● **The exercise**
Exclude the pictures, then repeat the remaining data exactly.

● **Data supplied**
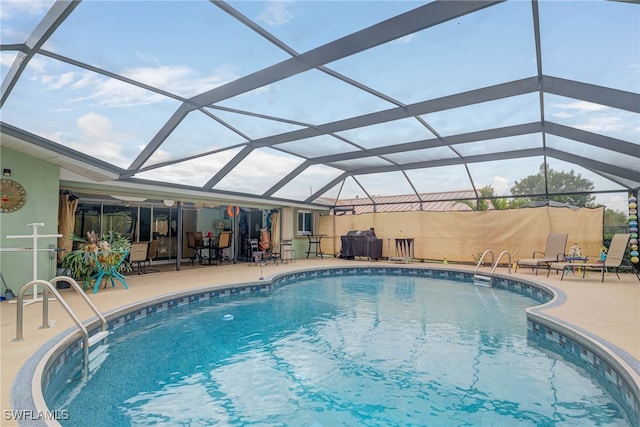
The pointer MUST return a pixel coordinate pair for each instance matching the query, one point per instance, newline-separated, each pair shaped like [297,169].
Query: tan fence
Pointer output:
[459,236]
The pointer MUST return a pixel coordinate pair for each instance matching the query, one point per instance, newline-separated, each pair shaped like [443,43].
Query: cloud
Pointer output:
[276,13]
[32,7]
[500,186]
[406,39]
[581,106]
[602,124]
[103,92]
[562,115]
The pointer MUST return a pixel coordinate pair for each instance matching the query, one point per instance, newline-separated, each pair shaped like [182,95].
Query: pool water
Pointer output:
[346,351]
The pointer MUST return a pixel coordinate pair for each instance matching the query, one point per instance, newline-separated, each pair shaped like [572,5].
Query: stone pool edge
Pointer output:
[621,369]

● **Full output**
The pointer MUST return a pixel coordinate pair for each instance matching the query, one point per instance, newline-separated, each pair shaped like [297,169].
Query: tan fence
Pointer output:
[459,236]
The pointer MUST return a pixel coordinate pair for each instance matching the query, one point per instance, newline-separated, each pair shaped like [443,43].
Query: cloud
Pointer output:
[276,13]
[32,7]
[500,186]
[406,39]
[581,106]
[602,124]
[103,92]
[562,115]
The pointer MUST return a pixel coordinate pair for each instance matching the query, one point per instance, newline-separated, each pair shaped like [182,95].
Query: pool water
Pointer output:
[346,351]
The pointer MUST return a pixel coordinate pair for each instance matching the query, one point per instance, newline-separated, each pair shaped like [572,5].
Query: stone pool edge
Pointer output:
[621,369]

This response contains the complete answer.